■ **Task list**:
a: What two posts does M. Aurelian hold, according to the account of Romania?
b: Please repeat a stretch of the account of Romania word for word, starting at "I know of no" and ending at "all illegal influences.".

The Roumanian Constitution guarantees perfect liberty to its citizens in the most absolute manner. It is an almost exact fac-simile of the Belgian Constitution. Page 343"Equality before the law, Art. 10.—No distinction of class or privilege, Art. 11.—Personal liberty guaranteed, Art. 14.—The home inviolable, Art. 15.—Neither confiscation of goods nor penalty of death, except under the military penal code, Art. 16, 17.—Liberty of conscience and worship, Art. 21.—The civil authority the sole source of the civil acts of the State, Art. 22.—Free education, primary education gratuitous and compulsory, Art. 23.—Complete liberty of speech and press. No preliminary censure nor permission. No preventive measure. Misdemeanours of the press to be tried before a jury, Art. 24.—The secrecy of letters guaranteed, Art. 25.—The right of holding peaceable and unarmed meetings, Art. 26.—Right of association, Art. 26.—Right of petition, Art. 27.—Government officials liable to the lawsuits of the injured parties, without preliminary authorization, Art. 29.—All power emanates from the Nation, Art. 31.—The legislative power exercised by two elected Chambers, and by the king, Art. 32.—All taxes and the civil list to be voted beforehand, Art. 108-115.—A Cour des Comptes as in France, Art. 116.—Chambers to meet lawfully, Nov. 15th, and not to be adjourned more than once in a session, Art. 95.—Any revision of the Constitution to be voted by both Chambers, and carried out by a Congress of the two re-elected assemblies, and no change to be adopted which does not carry two-thirds of the votes, Art. 128.—The senators and deputies elected by three groups, into which the electors are divided in proportion to their fortune. Every Roumain is an elector who pays a tax, however small, and also every man who has received a given standard of education."
I know of no more liberal Constitution. The division into groups seems arbitrary, but it is perhaps justified by the still restricted diffusion of instruction and political capacity. It is to be regretted that fixity of office for the judges has not been adopted; it is indispensable to equitable justice, withdrawn from all illegal influences.
I breakfasted with M. Aurelian, the Minister of Education and Director of the Agricultural School established at Page 344the gates of the capital, to the left of the Chaussée. He is the author of a very good notice on Roumania, sent to the Paris Exhibition of 1867, and of several other writings. He has a thorough knowledge of the rural economy of his country. The school is a fine building, with good classrooms, laboratories, and stabling. They make experiments on the best succession of crops. The Norfolk system and a septennial rotation are the most in favour. Fodder plants, beet-root, and Swedish turnips, trefoil, lucerne, sainfoin flourish wonderfully well. The best means of enriching Roumania, seems to me to be, instead of growing wheat, which American and Indian competition brings down to a low price, to enormously increase the growth of fodder of all kinds, and to double the number of animals and improve the breed. In the nursery grounds the ailanthus, the lime-trees, the acacias, and even the conifers have shot up enormously; trees must be planted everywhere to beautify the country, to attract the rain in summer, and to give shelter from the cold winds in winter. For lack of wood, the peasants burn straw or dung! This is deplorable, and reminds one of the East. Enough attention is not given in the school to the improvement of the bovine race, which should be the chief source of riches here.

■ **Entries supplied**:
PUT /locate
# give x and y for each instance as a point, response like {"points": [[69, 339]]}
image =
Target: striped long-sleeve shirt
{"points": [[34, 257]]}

■ **Solutions to each task**:
a: Minister of Education and Director of the Agricultural School.

b:
I know of no more liberal Constitution. The division into groups seems arbitrary, but it is perhaps justified by the still restricted diffusion of instruction and political capacity. It is to be regretted that fixity of office for the judges has not been adopted; it is indispensable to equitable justice, withdrawn from all illegal influences.